◆ Material for the task
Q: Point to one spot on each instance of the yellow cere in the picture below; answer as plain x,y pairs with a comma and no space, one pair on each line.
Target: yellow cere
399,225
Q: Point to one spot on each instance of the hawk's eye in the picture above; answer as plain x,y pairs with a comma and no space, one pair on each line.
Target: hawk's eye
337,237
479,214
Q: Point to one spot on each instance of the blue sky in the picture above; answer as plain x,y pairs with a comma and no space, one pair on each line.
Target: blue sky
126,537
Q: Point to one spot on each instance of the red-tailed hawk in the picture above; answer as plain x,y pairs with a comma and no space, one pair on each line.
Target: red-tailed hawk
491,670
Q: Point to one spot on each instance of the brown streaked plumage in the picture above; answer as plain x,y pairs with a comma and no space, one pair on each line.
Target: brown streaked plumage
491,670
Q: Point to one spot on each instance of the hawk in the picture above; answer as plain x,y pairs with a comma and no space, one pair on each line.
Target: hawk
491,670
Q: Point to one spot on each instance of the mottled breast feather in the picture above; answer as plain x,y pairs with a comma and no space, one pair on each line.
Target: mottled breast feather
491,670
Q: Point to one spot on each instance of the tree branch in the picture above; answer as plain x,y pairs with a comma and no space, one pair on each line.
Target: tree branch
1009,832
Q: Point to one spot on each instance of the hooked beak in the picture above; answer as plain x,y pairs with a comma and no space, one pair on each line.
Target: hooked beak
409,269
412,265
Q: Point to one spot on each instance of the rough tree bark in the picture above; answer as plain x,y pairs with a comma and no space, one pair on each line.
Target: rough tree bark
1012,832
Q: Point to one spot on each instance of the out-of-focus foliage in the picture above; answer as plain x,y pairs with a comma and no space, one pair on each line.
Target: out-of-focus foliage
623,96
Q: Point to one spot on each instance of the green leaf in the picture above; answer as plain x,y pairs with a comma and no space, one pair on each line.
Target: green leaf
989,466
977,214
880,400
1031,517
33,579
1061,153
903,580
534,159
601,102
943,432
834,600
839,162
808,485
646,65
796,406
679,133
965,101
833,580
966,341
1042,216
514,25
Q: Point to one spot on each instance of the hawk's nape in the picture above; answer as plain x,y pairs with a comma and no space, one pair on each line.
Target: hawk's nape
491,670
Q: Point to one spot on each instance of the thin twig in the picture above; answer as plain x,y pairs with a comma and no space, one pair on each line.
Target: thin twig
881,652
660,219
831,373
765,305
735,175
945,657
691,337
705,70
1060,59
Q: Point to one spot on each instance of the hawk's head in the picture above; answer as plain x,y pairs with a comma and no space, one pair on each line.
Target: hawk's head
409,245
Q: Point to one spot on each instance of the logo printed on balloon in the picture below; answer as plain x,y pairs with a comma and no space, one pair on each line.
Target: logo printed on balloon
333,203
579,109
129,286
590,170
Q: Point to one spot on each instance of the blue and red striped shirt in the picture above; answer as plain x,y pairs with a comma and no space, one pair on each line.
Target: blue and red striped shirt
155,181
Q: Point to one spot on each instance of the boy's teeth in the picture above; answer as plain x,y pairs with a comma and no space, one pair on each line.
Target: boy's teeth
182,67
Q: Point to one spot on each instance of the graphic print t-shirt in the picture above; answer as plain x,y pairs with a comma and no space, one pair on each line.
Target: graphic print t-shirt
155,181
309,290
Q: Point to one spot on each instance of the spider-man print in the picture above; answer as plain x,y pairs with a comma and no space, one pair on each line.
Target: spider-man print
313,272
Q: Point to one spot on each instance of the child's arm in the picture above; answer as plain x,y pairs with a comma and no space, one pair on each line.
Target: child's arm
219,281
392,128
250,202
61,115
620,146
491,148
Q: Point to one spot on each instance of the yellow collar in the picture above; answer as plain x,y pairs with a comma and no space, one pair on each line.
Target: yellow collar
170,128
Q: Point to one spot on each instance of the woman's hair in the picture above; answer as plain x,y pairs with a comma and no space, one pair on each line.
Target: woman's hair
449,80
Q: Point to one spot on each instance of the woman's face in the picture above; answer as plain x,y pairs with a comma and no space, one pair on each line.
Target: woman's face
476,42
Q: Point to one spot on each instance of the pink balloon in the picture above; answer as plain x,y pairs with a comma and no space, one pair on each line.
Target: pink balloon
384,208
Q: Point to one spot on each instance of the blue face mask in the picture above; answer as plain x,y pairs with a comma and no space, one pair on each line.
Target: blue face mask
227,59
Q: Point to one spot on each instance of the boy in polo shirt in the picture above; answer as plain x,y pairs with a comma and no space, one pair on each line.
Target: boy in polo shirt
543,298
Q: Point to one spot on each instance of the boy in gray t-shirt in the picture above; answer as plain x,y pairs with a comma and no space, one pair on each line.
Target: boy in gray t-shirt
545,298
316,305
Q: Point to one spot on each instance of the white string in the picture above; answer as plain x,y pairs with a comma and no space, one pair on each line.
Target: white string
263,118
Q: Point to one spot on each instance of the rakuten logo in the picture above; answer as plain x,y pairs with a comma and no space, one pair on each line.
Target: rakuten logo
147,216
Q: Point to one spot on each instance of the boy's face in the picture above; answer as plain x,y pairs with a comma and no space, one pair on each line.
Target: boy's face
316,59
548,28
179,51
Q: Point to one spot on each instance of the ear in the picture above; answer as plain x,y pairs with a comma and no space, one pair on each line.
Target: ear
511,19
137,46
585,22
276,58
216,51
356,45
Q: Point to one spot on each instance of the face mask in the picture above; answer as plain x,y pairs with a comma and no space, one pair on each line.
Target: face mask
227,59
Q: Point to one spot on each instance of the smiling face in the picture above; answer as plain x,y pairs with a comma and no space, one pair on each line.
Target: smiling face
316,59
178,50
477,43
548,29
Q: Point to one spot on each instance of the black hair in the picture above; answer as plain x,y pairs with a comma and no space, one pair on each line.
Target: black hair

◆ What this task involves
Please copy the records word for word, starting at the line that contains "Q: Point to one spot on each instance of the ear" and ending at the last line of the records, including both.

◆ Answer in full
Q: Point to one spot on each instance of the ear in the picture above; answer as plain x,y pairs with a comma and no space, one pair on each line.
Target: ear
511,19
137,46
585,22
276,58
216,51
356,45
Q: Point to one spot on each instance of the face mask in the picture above; answer as plain x,y pairs with a comma and no space, one pair on each line.
Target: face mask
227,59
Q: Point to one spot on each instance of the smiling face in the picture above; answer as plain x,y pairs with a comma and no space, one pair on each line.
Target: smiling face
316,59
178,50
477,43
548,29
Q: Point to one spot on each instance of the black hair in the picture above; answer as plain x,y pairs with a comma and no space, one pair on each line.
Target: black hair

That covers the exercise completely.